ABOUT THIS TASK: Could you reproduce, word for word, the stretch of the trading interview from "Selecting a trade" through "I needed help."?

EXCERPT PROVIDED:
Selecting a trade still comes down to me deciding on what I see. Whilst the scanning does a lot of the work, I make the final call.

Every investor/trader looks towards a mentor or guru when they first start out. Who is your mentor and what have you learnt from him/her?

I am not sure if I actively sought out a mentor for this reason, although I know that many do. I was very fortunate to have travelled extensively throughout SE Asia for many years and have spoken at countless trading expos and events where many more accomplished and experienced traders were also speaking.

I took great advantage of this by spending lots of time with each of these more experienced traders, listening to their presentations, sharing meals with them and then keeping in touch and sending questions whenever I needed help.

For this reason, I am not able to really narrow down any particular person who took me under their wing however I must acknowledge there were many people who helped me along the way.

If I was to narrow down one thing that I learned from all of those people it would be how hard they worked, how hard they studied and how much they applied themselves to the trading craft through very focussed effort and an appetite to always learn more and improve.

Lastly, any advice or words of encouragement for fellow readers who want to follow upon your footsteps?

I would tell a new trader that trading is not as easy as you as you probably think it is. Many people think that trading is easy money, as I did early on - it is probably the hardest easy money there is.

If a new trader can appreciate right from the start that trading is not as easy as they think it is, they will most likely approach it with a more committed effort and be prepared for the challenges that trading presents.

With the benefit of experience, there are so many things I wish I knew when I first started that I now just accept and take as ‘the way it is’. So, here is my little list of guiding points for you:

Be humble - you are not going to get every trade right. In fact, you will be proven wrong very often.

Be committed - trading is not easy and any half-hearted attempts will get you nowhere.

Educate yourself - there is so much to learn and while you can learn from actually trading, you can save yourself a lot of money and stress by learning from someone else who has come before you.

Take it slowly/be patient - trading success is not going to happen overnight. For most people, this is a life-long endeavour, so it does not really matter if it takes you a few years to start trading profitably.

Keep it simple - people tend to overcomplicate matters and develop intricate and complex solutions to problems. When we accept that trading is not easy, we think only a complex solution (trading plan) will work. In trading, simple does work. It also makes it much easier for us to follow the plan when it is simple.

DATASET CONTENT:
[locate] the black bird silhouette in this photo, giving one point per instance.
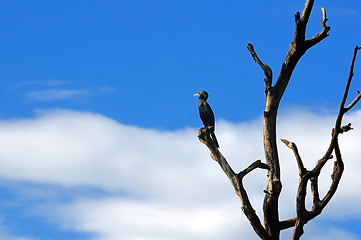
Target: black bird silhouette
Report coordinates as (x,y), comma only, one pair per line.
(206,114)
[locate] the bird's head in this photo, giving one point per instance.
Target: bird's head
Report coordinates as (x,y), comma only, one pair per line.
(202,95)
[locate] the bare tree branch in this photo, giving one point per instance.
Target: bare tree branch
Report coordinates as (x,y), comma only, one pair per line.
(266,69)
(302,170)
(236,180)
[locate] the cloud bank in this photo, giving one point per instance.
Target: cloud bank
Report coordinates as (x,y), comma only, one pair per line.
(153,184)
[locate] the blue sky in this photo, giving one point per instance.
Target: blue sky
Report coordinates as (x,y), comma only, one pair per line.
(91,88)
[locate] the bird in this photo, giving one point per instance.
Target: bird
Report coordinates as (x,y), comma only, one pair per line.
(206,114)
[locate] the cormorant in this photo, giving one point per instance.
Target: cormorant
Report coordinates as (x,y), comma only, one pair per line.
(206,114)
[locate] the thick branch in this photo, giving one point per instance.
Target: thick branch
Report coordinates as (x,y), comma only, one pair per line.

...

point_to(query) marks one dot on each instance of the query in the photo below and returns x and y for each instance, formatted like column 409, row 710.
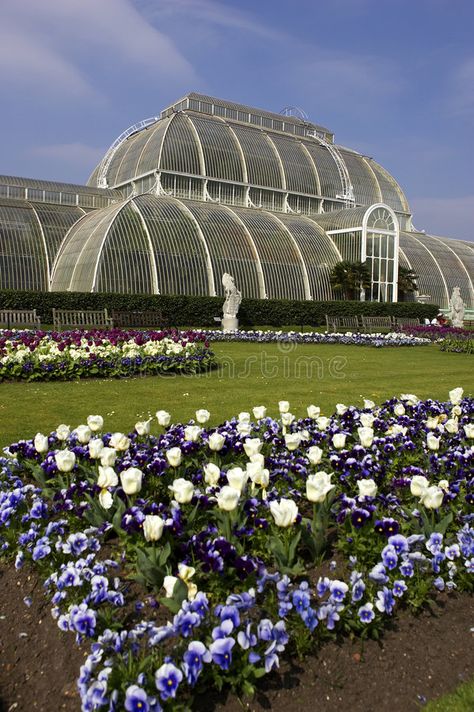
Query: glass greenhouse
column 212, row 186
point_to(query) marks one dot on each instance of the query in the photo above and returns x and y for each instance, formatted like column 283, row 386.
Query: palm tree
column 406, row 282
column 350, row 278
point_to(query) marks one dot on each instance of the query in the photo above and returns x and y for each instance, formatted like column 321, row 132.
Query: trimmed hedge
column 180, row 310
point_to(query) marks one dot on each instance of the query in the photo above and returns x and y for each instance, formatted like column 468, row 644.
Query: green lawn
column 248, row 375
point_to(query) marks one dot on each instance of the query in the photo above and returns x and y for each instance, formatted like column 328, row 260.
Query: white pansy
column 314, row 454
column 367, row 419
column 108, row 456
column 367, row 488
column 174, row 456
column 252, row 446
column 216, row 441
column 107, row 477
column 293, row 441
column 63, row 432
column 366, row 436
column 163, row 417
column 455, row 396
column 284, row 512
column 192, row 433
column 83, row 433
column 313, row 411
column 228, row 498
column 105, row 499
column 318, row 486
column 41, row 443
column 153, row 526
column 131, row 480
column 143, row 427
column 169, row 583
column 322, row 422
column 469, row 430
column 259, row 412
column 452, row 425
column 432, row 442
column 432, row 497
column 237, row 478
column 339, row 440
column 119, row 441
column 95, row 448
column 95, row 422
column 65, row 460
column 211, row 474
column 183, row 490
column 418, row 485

OUTPUT OF THE TASK:
Selecting a trade still comes down to me deciding on what I see. Whilst the scanning does a lot of the work, I make the final call.

Every investor/trader looks towards a mentor or guru when they first start out. Who is your mentor and what have you learnt from him/her?

I am not sure if I actively sought out a mentor for this reason, although I know that many do. I was very fortunate to have travelled extensively throughout SE Asia for many years and have spoken at countless trading expos and events where many more accomplished and experienced traders were also speaking.

I took great advantage of this by spending lots of time with each of these more experienced traders, listening to their presentations, sharing meals with them and then keeping in touch and sending questions whenever I needed help.